What you need to do: Use the entries below and reproduce exactly the lines from the one containing "mark the region of every instance of the horse's" down to the one containing "mark the region of every instance of the sky", both of them included.

Supplied material:
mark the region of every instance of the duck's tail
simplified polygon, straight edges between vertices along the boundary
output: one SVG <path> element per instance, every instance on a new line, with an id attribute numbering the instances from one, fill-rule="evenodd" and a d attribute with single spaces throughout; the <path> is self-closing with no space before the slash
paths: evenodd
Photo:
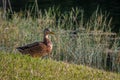
<path id="1" fill-rule="evenodd" d="M 23 49 L 21 47 L 16 48 L 19 52 L 23 53 Z"/>

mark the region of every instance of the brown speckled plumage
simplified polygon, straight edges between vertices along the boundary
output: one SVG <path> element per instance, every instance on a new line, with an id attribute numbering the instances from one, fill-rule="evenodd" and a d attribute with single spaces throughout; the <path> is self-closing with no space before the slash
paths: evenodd
<path id="1" fill-rule="evenodd" d="M 52 51 L 52 42 L 49 40 L 48 35 L 54 34 L 48 28 L 44 30 L 43 42 L 34 42 L 22 47 L 17 47 L 17 50 L 22 54 L 29 54 L 32 57 L 41 57 L 49 55 Z"/>

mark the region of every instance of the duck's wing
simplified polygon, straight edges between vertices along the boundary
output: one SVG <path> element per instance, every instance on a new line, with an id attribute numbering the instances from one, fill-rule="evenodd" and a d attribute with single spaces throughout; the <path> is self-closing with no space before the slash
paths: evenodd
<path id="1" fill-rule="evenodd" d="M 39 54 L 43 55 L 47 52 L 47 46 L 43 42 L 34 42 L 32 44 L 28 44 L 22 47 L 17 47 L 17 50 L 23 54 Z"/>
<path id="2" fill-rule="evenodd" d="M 25 46 L 17 47 L 16 49 L 25 50 L 25 49 L 33 48 L 33 47 L 38 46 L 38 45 L 39 45 L 39 42 L 34 42 L 32 44 L 27 44 Z"/>

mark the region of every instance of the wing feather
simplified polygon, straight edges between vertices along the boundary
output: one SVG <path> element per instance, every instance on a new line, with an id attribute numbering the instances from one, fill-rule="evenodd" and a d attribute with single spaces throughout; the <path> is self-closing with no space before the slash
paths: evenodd
<path id="1" fill-rule="evenodd" d="M 47 46 L 43 42 L 34 42 L 22 47 L 17 48 L 22 54 L 30 54 L 32 56 L 39 55 L 43 56 L 47 53 Z"/>
<path id="2" fill-rule="evenodd" d="M 39 42 L 34 42 L 32 44 L 27 44 L 25 46 L 17 47 L 17 49 L 25 50 L 25 49 L 29 49 L 29 48 L 32 48 L 38 45 L 39 45 Z"/>

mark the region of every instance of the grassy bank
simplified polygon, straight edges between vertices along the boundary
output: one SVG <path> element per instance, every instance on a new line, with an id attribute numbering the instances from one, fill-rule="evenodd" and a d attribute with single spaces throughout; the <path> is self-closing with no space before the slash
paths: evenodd
<path id="1" fill-rule="evenodd" d="M 1 80 L 119 80 L 120 74 L 83 65 L 0 53 Z"/>
<path id="2" fill-rule="evenodd" d="M 98 9 L 89 20 L 84 16 L 78 8 L 65 13 L 50 8 L 39 11 L 37 18 L 29 11 L 14 13 L 10 19 L 0 16 L 0 51 L 18 53 L 16 47 L 42 41 L 44 28 L 50 27 L 55 32 L 52 59 L 120 72 L 119 40 L 111 32 L 112 18 Z"/>

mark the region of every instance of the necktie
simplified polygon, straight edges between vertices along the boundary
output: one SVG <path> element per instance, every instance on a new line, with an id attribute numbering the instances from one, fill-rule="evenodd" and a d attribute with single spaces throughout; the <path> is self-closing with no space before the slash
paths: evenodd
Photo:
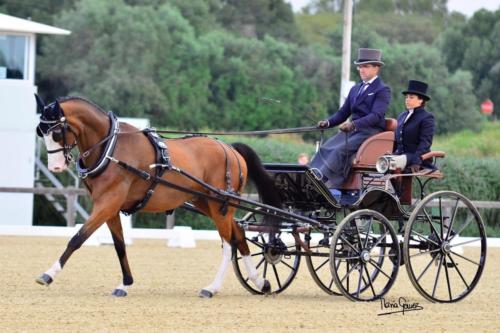
<path id="1" fill-rule="evenodd" d="M 408 121 L 408 119 L 410 119 L 410 117 L 411 117 L 412 114 L 413 114 L 413 110 L 408 110 L 408 115 L 406 116 L 406 119 L 403 122 L 403 124 L 406 124 L 406 122 Z"/>
<path id="2" fill-rule="evenodd" d="M 359 96 L 361 96 L 365 92 L 366 88 L 368 88 L 368 85 L 369 85 L 369 83 L 363 83 L 361 88 L 359 88 L 359 90 L 358 90 L 358 94 L 356 95 L 356 99 L 358 99 Z"/>

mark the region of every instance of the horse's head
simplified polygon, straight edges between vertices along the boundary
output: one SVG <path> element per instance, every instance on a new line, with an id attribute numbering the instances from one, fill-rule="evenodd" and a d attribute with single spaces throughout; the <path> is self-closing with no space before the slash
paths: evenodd
<path id="1" fill-rule="evenodd" d="M 71 150 L 76 146 L 75 132 L 69 126 L 64 111 L 58 101 L 48 105 L 35 94 L 40 123 L 36 133 L 42 137 L 48 154 L 48 167 L 52 172 L 63 172 L 73 160 Z M 68 132 L 71 132 L 74 142 L 68 144 Z"/>

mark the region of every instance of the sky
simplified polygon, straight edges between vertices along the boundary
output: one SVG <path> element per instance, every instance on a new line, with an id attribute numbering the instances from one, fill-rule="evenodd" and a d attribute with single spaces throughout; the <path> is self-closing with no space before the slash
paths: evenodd
<path id="1" fill-rule="evenodd" d="M 310 0 L 285 0 L 292 4 L 295 12 L 298 12 L 309 3 Z M 448 10 L 460 12 L 467 17 L 471 17 L 474 12 L 481 8 L 491 11 L 500 7 L 500 0 L 448 0 Z"/>

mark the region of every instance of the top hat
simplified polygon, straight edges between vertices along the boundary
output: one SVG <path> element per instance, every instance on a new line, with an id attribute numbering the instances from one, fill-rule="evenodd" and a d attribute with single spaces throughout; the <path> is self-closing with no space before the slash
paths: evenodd
<path id="1" fill-rule="evenodd" d="M 428 101 L 431 99 L 430 96 L 427 96 L 427 83 L 417 80 L 409 80 L 408 81 L 408 89 L 403 91 L 403 95 L 406 94 L 414 94 L 422 97 L 424 100 Z"/>
<path id="2" fill-rule="evenodd" d="M 379 49 L 358 49 L 358 60 L 354 62 L 355 65 L 375 64 L 384 66 L 381 61 L 382 51 Z"/>

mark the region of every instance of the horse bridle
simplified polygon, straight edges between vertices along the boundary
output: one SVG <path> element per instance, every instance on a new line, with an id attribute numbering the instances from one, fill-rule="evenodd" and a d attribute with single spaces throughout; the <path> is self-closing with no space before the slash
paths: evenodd
<path id="1" fill-rule="evenodd" d="M 41 108 L 41 106 L 43 105 L 40 104 L 38 105 L 39 108 Z M 56 119 L 47 119 L 47 117 L 45 116 L 46 111 L 47 110 L 54 111 L 54 109 L 56 109 L 55 111 L 57 112 L 57 115 L 55 117 Z M 66 134 L 68 132 L 71 132 L 71 134 L 73 134 L 73 137 L 75 139 L 75 141 L 72 144 L 68 144 L 67 142 Z M 71 154 L 71 151 L 77 145 L 77 140 L 76 140 L 77 136 L 75 131 L 71 128 L 71 126 L 69 126 L 68 121 L 64 116 L 63 110 L 61 109 L 58 102 L 54 102 L 47 106 L 43 106 L 43 111 L 42 114 L 40 115 L 40 123 L 36 128 L 36 133 L 39 137 L 44 137 L 52 134 L 52 139 L 54 141 L 56 142 L 59 142 L 61 140 L 63 141 L 63 146 L 61 148 L 47 150 L 47 154 L 56 154 L 62 151 L 67 165 L 69 165 L 72 162 L 75 162 L 75 158 Z"/>

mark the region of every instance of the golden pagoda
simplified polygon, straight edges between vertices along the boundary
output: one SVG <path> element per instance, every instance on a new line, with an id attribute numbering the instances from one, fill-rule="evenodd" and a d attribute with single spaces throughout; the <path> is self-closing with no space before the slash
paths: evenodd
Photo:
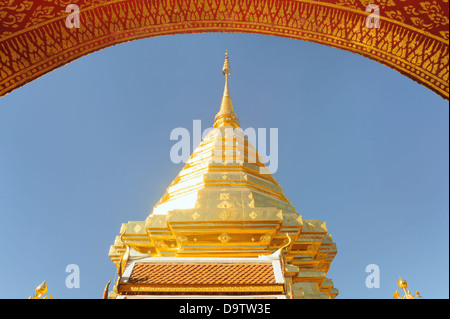
<path id="1" fill-rule="evenodd" d="M 303 219 L 244 135 L 228 88 L 213 129 L 144 221 L 122 224 L 109 298 L 330 299 L 337 253 Z"/>

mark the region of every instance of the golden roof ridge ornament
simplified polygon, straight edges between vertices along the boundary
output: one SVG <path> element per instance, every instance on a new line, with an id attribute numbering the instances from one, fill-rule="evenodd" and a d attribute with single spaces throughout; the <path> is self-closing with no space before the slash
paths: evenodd
<path id="1" fill-rule="evenodd" d="M 214 128 L 222 126 L 240 127 L 236 113 L 234 113 L 233 103 L 231 102 L 230 90 L 228 87 L 228 77 L 231 74 L 230 60 L 228 50 L 225 51 L 225 61 L 223 63 L 222 74 L 225 76 L 225 88 L 223 90 L 222 103 L 220 110 L 214 119 Z"/>
<path id="2" fill-rule="evenodd" d="M 276 250 L 274 253 L 270 254 L 270 255 L 259 255 L 258 258 L 262 258 L 262 259 L 279 259 L 281 256 L 281 252 L 283 251 L 283 249 L 285 249 L 286 247 L 288 247 L 291 242 L 291 236 L 289 236 L 288 233 L 285 233 L 286 237 L 288 238 L 287 243 L 285 243 L 283 246 L 281 246 L 280 248 L 278 248 L 278 250 Z"/>
<path id="3" fill-rule="evenodd" d="M 44 280 L 42 284 L 36 287 L 36 294 L 34 296 L 30 296 L 29 299 L 53 299 L 52 295 L 44 296 L 48 291 L 47 288 L 47 280 Z M 44 296 L 44 298 L 41 298 Z"/>
<path id="4" fill-rule="evenodd" d="M 394 299 L 414 299 L 416 296 L 418 298 L 422 298 L 422 296 L 420 295 L 420 293 L 418 291 L 416 291 L 416 296 L 411 294 L 411 291 L 406 290 L 406 288 L 408 288 L 408 282 L 403 279 L 401 276 L 398 277 L 398 282 L 397 282 L 398 286 L 403 289 L 403 291 L 405 292 L 404 296 L 401 296 L 400 293 L 398 292 L 398 290 L 396 290 L 394 292 Z"/>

Problem solution:
mark the region of every instance of the horse's head
simplified polygon, straight edges between vertices along the boundary
output: one SVG <path> element per instance, every instance on a new line, with an id attribute numbering the instances from one, fill-rule="evenodd" and a d attribute with single spaces throughout; the <path> is self-closing with no space before the slash
paths: evenodd
<path id="1" fill-rule="evenodd" d="M 71 150 L 76 146 L 75 132 L 69 126 L 64 111 L 58 101 L 48 105 L 35 94 L 40 123 L 36 133 L 42 137 L 48 154 L 48 167 L 52 172 L 63 172 L 73 160 Z M 68 132 L 71 132 L 74 142 L 68 144 Z"/>

mark the region of every instance of the sky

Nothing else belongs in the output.